#### LISTED RECORDS
········

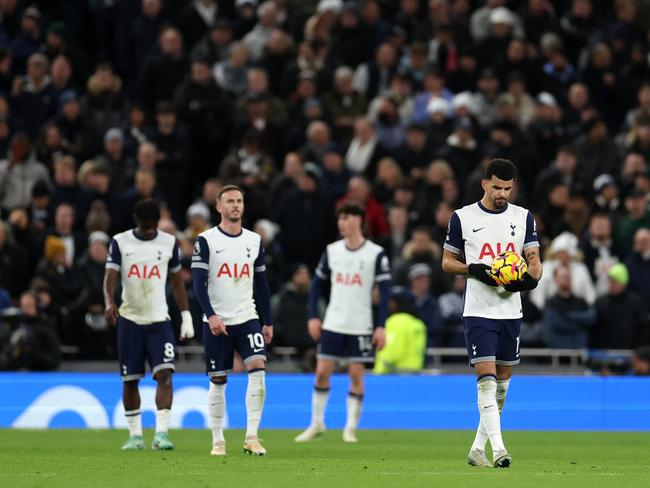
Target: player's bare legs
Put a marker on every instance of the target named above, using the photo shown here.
(355, 398)
(164, 396)
(131, 402)
(504, 373)
(255, 394)
(319, 399)
(217, 413)
(489, 410)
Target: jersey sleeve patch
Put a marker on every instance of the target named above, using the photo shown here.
(454, 239)
(175, 260)
(114, 258)
(201, 255)
(323, 268)
(531, 232)
(260, 261)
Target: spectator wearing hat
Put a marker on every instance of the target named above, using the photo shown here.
(305, 218)
(433, 88)
(198, 220)
(196, 19)
(64, 282)
(335, 175)
(492, 11)
(359, 192)
(599, 250)
(257, 88)
(19, 173)
(33, 97)
(163, 71)
(95, 338)
(564, 251)
(122, 167)
(13, 263)
(343, 104)
(545, 129)
(461, 149)
(373, 77)
(638, 264)
(74, 129)
(606, 198)
(406, 337)
(30, 39)
(417, 151)
(389, 124)
(365, 149)
(319, 136)
(622, 317)
(637, 217)
(258, 37)
(567, 318)
(597, 153)
(64, 228)
(104, 101)
(394, 242)
(214, 45)
(66, 188)
(638, 138)
(419, 277)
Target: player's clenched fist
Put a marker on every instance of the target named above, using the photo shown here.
(379, 338)
(314, 327)
(217, 325)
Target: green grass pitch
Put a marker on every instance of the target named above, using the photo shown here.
(403, 459)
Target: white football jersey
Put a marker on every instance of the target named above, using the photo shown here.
(231, 262)
(353, 274)
(143, 266)
(480, 235)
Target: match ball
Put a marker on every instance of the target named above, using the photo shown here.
(508, 267)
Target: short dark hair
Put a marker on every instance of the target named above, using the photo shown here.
(503, 169)
(351, 209)
(228, 188)
(147, 210)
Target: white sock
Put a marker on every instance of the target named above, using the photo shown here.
(217, 410)
(353, 405)
(481, 435)
(162, 420)
(134, 421)
(489, 411)
(319, 400)
(255, 393)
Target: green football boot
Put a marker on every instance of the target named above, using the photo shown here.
(161, 442)
(134, 443)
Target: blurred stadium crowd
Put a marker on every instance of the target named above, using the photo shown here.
(397, 105)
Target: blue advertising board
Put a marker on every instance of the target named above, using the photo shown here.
(93, 400)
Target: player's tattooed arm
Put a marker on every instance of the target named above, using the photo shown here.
(534, 262)
(451, 263)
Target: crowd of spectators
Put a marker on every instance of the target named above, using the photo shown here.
(396, 105)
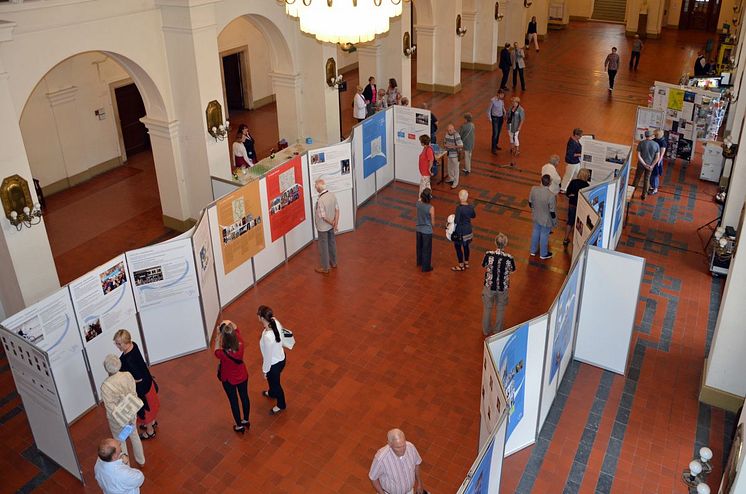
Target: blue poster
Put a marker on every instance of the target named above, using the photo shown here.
(480, 481)
(563, 325)
(374, 143)
(512, 369)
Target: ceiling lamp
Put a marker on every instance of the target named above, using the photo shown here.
(344, 21)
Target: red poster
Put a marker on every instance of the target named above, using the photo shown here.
(285, 197)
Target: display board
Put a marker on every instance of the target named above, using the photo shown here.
(104, 303)
(409, 124)
(166, 293)
(609, 302)
(50, 325)
(519, 357)
(35, 384)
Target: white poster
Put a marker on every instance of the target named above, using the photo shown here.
(163, 273)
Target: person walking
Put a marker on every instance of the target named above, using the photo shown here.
(543, 206)
(424, 230)
(611, 66)
(648, 153)
(497, 266)
(467, 132)
(228, 347)
(326, 218)
(463, 233)
(273, 357)
(496, 114)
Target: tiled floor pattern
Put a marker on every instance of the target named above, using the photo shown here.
(382, 345)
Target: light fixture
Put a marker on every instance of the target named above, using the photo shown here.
(344, 21)
(216, 127)
(19, 208)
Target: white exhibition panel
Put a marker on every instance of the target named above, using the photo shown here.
(204, 259)
(51, 326)
(104, 304)
(239, 280)
(607, 312)
(164, 282)
(35, 383)
(519, 357)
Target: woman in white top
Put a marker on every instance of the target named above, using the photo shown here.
(358, 105)
(273, 356)
(551, 170)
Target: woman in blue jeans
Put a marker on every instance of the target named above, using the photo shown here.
(463, 233)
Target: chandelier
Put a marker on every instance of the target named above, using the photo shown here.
(344, 21)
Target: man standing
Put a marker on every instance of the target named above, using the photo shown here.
(396, 467)
(496, 114)
(648, 153)
(453, 145)
(611, 66)
(112, 470)
(327, 219)
(543, 206)
(498, 265)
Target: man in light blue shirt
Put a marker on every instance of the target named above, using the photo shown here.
(112, 470)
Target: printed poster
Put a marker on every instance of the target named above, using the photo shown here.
(285, 198)
(374, 144)
(240, 221)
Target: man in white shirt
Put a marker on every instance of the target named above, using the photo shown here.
(112, 470)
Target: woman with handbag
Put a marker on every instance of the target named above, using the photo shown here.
(147, 389)
(116, 391)
(273, 357)
(228, 347)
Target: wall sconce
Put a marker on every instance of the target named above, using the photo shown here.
(19, 208)
(460, 31)
(216, 127)
(409, 48)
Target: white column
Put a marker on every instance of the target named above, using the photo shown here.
(28, 273)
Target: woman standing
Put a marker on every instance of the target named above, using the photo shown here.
(463, 233)
(273, 356)
(114, 389)
(424, 230)
(147, 390)
(227, 345)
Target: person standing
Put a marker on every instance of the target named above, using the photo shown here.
(497, 268)
(396, 467)
(454, 145)
(611, 66)
(273, 357)
(467, 132)
(113, 472)
(518, 63)
(326, 218)
(634, 59)
(228, 347)
(573, 153)
(496, 114)
(648, 153)
(543, 206)
(424, 230)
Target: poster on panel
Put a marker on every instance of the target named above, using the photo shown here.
(374, 143)
(50, 325)
(239, 221)
(35, 383)
(104, 303)
(285, 197)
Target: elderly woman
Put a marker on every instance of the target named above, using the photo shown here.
(147, 390)
(114, 389)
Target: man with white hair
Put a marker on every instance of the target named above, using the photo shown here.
(396, 467)
(326, 218)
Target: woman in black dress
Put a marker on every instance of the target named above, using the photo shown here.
(147, 390)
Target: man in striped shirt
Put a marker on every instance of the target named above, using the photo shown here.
(396, 467)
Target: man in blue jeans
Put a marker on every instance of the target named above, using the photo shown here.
(543, 206)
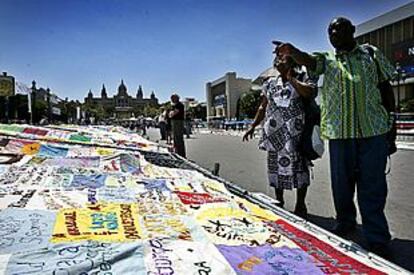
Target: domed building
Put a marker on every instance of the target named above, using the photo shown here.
(121, 105)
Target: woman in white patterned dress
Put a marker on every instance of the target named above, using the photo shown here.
(284, 117)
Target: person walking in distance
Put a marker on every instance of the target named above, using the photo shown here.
(177, 125)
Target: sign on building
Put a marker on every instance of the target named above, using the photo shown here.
(7, 85)
(403, 53)
(56, 111)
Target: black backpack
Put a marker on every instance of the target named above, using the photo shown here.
(388, 101)
(312, 119)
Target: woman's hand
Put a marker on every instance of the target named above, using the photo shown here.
(249, 134)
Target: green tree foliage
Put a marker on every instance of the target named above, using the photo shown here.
(407, 105)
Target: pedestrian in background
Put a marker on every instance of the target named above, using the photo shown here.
(162, 123)
(355, 122)
(177, 125)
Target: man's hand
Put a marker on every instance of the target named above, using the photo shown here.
(285, 49)
(249, 134)
(290, 75)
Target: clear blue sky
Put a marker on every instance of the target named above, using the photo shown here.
(73, 46)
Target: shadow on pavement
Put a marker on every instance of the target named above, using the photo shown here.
(402, 250)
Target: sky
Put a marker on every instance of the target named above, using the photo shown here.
(166, 46)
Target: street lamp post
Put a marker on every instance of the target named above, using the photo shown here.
(49, 111)
(398, 68)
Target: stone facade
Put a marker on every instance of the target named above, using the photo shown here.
(122, 104)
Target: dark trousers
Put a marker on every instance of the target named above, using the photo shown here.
(177, 127)
(163, 130)
(361, 163)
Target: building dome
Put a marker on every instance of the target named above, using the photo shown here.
(122, 89)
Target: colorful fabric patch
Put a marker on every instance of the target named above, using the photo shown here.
(52, 151)
(100, 222)
(24, 230)
(81, 258)
(269, 260)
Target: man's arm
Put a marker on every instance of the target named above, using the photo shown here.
(302, 58)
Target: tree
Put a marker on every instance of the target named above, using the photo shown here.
(249, 102)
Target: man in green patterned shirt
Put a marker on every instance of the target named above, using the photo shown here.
(355, 122)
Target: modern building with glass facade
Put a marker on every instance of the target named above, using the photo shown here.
(393, 33)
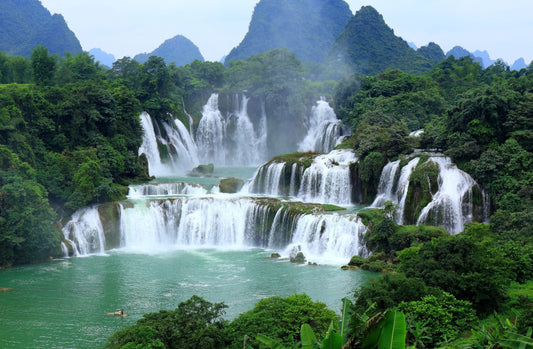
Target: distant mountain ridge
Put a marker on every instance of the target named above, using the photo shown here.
(368, 45)
(306, 28)
(103, 57)
(25, 24)
(178, 50)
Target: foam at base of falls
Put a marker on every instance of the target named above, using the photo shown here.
(165, 189)
(327, 180)
(152, 226)
(324, 129)
(181, 152)
(84, 232)
(450, 207)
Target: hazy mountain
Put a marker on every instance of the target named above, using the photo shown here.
(25, 24)
(178, 50)
(520, 63)
(369, 46)
(433, 52)
(458, 52)
(306, 28)
(103, 57)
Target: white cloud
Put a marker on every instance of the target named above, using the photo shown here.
(128, 27)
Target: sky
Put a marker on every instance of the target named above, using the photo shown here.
(128, 27)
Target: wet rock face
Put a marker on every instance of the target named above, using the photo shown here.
(231, 185)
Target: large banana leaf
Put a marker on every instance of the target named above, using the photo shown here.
(393, 331)
(307, 337)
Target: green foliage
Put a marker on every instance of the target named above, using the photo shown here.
(388, 290)
(43, 65)
(195, 323)
(26, 24)
(313, 26)
(368, 46)
(280, 318)
(458, 265)
(27, 231)
(444, 315)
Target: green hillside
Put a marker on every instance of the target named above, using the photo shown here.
(178, 50)
(368, 46)
(25, 24)
(307, 28)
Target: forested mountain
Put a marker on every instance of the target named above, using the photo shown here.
(103, 57)
(368, 46)
(25, 24)
(432, 52)
(178, 50)
(307, 28)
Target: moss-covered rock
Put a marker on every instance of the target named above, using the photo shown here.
(299, 258)
(110, 217)
(231, 185)
(423, 184)
(203, 171)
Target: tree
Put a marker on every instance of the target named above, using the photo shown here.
(43, 65)
(195, 323)
(280, 318)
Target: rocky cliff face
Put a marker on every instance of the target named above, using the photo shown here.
(25, 24)
(307, 28)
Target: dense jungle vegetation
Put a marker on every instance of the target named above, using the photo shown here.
(69, 134)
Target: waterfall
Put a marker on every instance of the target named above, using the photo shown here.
(84, 232)
(231, 139)
(149, 145)
(329, 237)
(155, 225)
(181, 153)
(165, 189)
(451, 206)
(328, 179)
(210, 133)
(324, 129)
(386, 186)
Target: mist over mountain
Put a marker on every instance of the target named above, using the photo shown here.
(368, 46)
(520, 63)
(307, 28)
(178, 50)
(25, 24)
(432, 51)
(103, 57)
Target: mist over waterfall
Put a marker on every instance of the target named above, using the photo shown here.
(153, 225)
(324, 130)
(232, 139)
(210, 134)
(457, 199)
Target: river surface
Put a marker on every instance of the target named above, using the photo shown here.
(63, 304)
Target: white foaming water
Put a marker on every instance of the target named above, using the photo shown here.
(451, 206)
(328, 180)
(447, 207)
(324, 129)
(386, 184)
(153, 226)
(186, 156)
(149, 145)
(181, 149)
(249, 146)
(210, 134)
(328, 238)
(84, 232)
(165, 189)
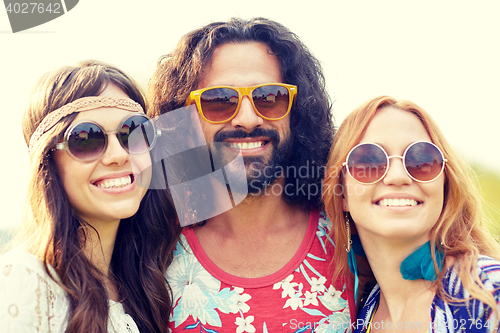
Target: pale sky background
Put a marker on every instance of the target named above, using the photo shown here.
(442, 55)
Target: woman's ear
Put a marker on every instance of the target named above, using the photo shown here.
(345, 205)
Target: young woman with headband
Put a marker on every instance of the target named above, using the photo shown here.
(95, 243)
(394, 181)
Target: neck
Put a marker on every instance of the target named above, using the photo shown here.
(266, 211)
(99, 244)
(400, 299)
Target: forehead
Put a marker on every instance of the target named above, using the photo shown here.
(241, 64)
(395, 129)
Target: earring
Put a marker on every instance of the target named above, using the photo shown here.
(349, 240)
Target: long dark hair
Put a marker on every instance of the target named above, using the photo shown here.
(144, 242)
(178, 74)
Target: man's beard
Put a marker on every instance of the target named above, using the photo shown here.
(261, 171)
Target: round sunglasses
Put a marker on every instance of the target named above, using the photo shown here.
(368, 163)
(86, 140)
(271, 101)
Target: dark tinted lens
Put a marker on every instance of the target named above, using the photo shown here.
(271, 101)
(86, 141)
(219, 104)
(137, 134)
(367, 163)
(423, 161)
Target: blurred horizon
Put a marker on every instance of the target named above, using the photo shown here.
(440, 55)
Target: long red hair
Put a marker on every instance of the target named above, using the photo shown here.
(459, 232)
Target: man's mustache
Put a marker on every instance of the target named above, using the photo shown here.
(272, 134)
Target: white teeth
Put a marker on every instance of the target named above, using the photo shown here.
(397, 202)
(117, 182)
(246, 145)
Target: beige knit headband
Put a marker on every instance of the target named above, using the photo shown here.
(81, 105)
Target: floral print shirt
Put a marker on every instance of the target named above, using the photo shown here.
(300, 297)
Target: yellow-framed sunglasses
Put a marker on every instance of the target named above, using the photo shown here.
(220, 104)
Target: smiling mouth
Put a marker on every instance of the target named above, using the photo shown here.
(115, 182)
(397, 202)
(247, 145)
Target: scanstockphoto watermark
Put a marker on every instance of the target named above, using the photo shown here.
(294, 186)
(360, 323)
(295, 324)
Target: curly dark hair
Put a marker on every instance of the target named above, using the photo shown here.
(178, 73)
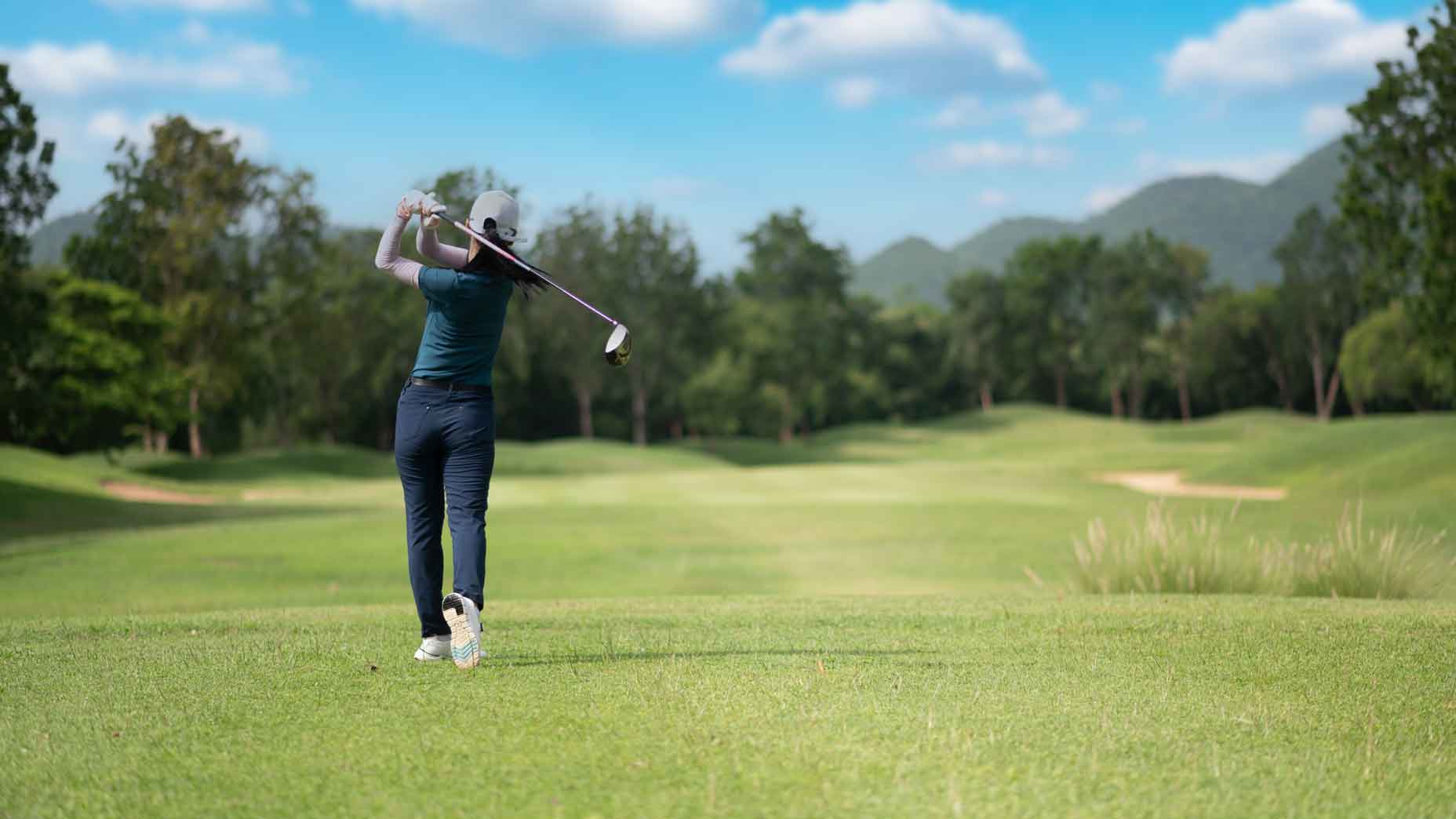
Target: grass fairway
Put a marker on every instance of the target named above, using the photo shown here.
(842, 627)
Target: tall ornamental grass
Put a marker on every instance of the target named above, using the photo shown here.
(1190, 557)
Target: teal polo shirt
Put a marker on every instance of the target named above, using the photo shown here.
(464, 319)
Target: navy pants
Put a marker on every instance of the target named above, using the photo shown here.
(445, 448)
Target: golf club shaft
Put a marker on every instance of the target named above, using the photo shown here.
(527, 267)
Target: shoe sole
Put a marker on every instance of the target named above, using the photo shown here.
(464, 649)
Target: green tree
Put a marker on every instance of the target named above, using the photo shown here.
(25, 190)
(794, 317)
(1400, 190)
(1385, 359)
(576, 248)
(173, 231)
(899, 363)
(1229, 363)
(653, 266)
(1047, 283)
(457, 190)
(981, 331)
(25, 173)
(102, 365)
(1320, 297)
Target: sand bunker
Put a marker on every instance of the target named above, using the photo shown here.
(1170, 484)
(151, 494)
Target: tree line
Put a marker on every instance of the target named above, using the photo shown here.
(214, 308)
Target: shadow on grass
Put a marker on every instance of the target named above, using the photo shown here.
(522, 661)
(843, 445)
(30, 511)
(313, 462)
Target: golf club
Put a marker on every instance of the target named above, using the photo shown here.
(619, 344)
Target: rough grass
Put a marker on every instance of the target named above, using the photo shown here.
(1170, 555)
(839, 627)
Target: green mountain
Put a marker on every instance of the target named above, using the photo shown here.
(991, 248)
(49, 242)
(910, 270)
(1239, 224)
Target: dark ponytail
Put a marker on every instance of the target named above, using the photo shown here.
(490, 263)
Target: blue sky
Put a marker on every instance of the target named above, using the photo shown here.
(881, 118)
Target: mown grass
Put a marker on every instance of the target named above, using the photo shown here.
(724, 628)
(743, 707)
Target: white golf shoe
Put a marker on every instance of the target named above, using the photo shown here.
(464, 630)
(433, 649)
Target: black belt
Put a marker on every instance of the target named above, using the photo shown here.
(452, 387)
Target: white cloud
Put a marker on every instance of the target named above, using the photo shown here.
(854, 92)
(1130, 127)
(1105, 92)
(111, 126)
(991, 197)
(991, 153)
(520, 27)
(96, 67)
(908, 46)
(1324, 122)
(198, 6)
(1284, 46)
(195, 32)
(963, 110)
(1049, 115)
(1104, 198)
(1046, 114)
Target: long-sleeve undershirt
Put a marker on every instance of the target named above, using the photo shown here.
(388, 256)
(428, 244)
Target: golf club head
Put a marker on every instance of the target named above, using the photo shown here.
(619, 346)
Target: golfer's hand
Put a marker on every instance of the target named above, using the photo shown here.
(430, 212)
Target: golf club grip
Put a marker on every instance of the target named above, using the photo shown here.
(527, 267)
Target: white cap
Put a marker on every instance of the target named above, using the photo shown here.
(500, 207)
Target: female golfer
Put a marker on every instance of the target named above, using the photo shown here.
(445, 430)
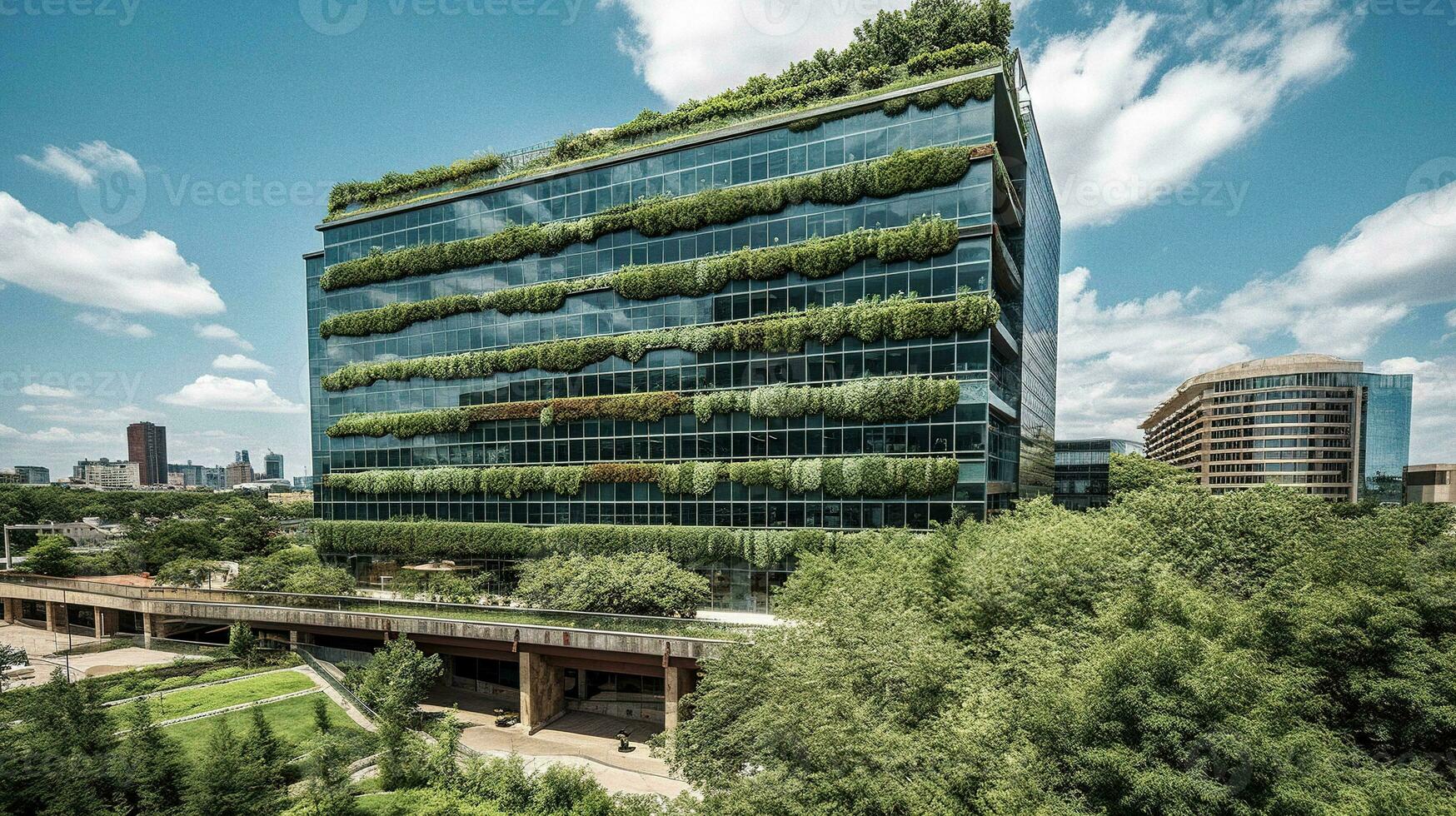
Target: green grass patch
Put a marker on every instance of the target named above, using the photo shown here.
(290, 719)
(197, 700)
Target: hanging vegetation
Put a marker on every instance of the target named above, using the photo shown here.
(872, 476)
(887, 399)
(901, 172)
(868, 321)
(815, 258)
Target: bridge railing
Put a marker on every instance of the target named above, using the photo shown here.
(692, 629)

········

Report every line of the data in which "dark" appears.

#### REPLY
Target: short dark hair
Target: dark trousers
Target: long dark hair
Target: dark tinted lens
Target: curly dark hair
Target: dark ponytail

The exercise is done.